• READING PASSAGE:
Answer: Provisioners are used to execute scripts or actions on a local or remote machine as part of resource creation or destruction. For example, you could use the remote-exec provisioner to run a configuration script on an EC2 instance after it's created. HashiCorp generally recommends against using provisioners, as they add complexity and are not fully declarative. It's often better to use configuration management tools like Ansible or to bake configuration into a custom machine image.

Ⅲ. Advanced Concepts

21. What is the lifecycle block used for?

Answer: The lifecycle block is a meta-argument that customizes the lifecycle of a resource. It has three main arguments:

  • create_before_destroy: Creates the replacement resource before destroying the old one during an update. This minimizes downtime.

  • prevent_destroy: Prevents Terraform from accidentally deleting a critical resource. An apply will fail if it plans to destroy the resource.

  • ignore_changes: Tells Terraform to ignore changes to specific resource attributes, preventing updates if those attributes are modified outside of Terraform.

22. What are dynamic blocks?

Answer: A dynamic block is used to generate multiple nested blocks (like ingress rules in a security group or setting blocks in an Elastic Beanstalk environment) based on a collection of values. It's a way to write more concise and flexible code when dealing with repeatable nested configuration blocks.

• DATA TO USE:

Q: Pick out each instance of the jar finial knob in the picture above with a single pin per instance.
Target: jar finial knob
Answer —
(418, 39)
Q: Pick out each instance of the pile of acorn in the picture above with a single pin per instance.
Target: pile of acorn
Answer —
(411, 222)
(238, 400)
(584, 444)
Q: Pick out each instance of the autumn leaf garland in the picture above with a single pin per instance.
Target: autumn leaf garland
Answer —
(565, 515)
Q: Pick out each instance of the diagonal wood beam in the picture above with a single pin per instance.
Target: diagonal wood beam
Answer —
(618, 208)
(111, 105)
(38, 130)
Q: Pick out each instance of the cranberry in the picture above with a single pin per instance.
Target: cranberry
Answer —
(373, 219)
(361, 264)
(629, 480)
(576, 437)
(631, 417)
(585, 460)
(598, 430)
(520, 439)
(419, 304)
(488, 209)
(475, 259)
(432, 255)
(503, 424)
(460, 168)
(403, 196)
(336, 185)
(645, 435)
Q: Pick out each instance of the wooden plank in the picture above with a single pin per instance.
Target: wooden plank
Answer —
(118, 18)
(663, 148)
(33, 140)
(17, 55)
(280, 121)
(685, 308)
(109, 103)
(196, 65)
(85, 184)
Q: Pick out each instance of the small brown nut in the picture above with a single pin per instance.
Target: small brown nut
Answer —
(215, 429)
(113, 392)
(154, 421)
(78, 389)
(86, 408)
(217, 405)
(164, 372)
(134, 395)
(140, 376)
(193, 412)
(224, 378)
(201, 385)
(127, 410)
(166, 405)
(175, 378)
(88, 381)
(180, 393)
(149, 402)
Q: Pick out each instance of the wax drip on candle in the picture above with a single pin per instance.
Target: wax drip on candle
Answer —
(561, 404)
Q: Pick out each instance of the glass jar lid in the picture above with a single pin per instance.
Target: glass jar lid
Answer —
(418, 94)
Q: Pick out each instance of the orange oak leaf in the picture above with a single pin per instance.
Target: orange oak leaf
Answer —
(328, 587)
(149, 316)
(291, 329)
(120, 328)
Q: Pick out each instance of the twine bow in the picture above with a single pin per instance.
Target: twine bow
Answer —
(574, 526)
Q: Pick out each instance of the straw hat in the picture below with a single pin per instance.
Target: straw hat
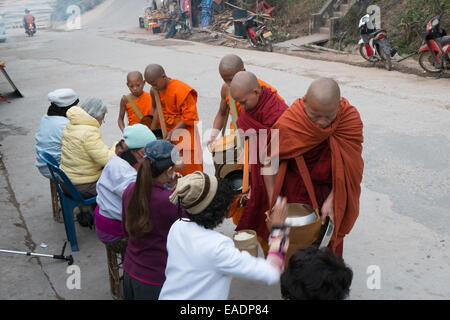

• REQUIRED ACTIONS:
a: How many lines in the listing contain the string "plank"? Case matters. Reply with the number only.
b: Carry on the Terraform interview Q&A from the point where it stops.

• RESPONSES:
a: 2

b:
23. How do you manage sensitive data in Terraform?

Answer: There are several ways:

  1. Input Variables: Mark variables as sensitive = true. Terraform will redact their values from CLI output.

  2. Environment Variables: Set sensitive values as environment variables (e.g., TF_VAR_api_key).

  3. Secrets Management Tools: The best practice is to integrate with a secrets management tool like HashiCorp Vault, AWS Secrets Manager, or Azure Key Vault. You can use a data source to fetch the secrets at runtime.

24. What is terraform import used for?

Answer: The terraform import command is used to bring existing, manually-created infrastructure under Terraform's management. You provide the resource address and the resource ID, and Terraform imports it into the state file. After importing, you must write the corresponding resource configuration block in your .tf files to match the imported resource.

25. What is terraform taint and why is it deprecated?

Answer: terraform taint marked a resource as "tainted" in the state file. On the next plan and apply, Terraform would plan to destroy and recreate the tainted resource, even if its configuration hadn't changed. It was deprecated in favor of the -replace option for terraform apply (e.g., terraform apply -replace=aws_instance.example), which is more explicit and predictable.

26. What is terraform workspace?

Answer: Workspaces allow you to manage multiple, distinct sets of infrastructure with the same configuration files. Each workspace has its own separate state file. This is useful for creating parallel environments like dev, staging, and prod from the same codebase.

27. What is a "splat" expression?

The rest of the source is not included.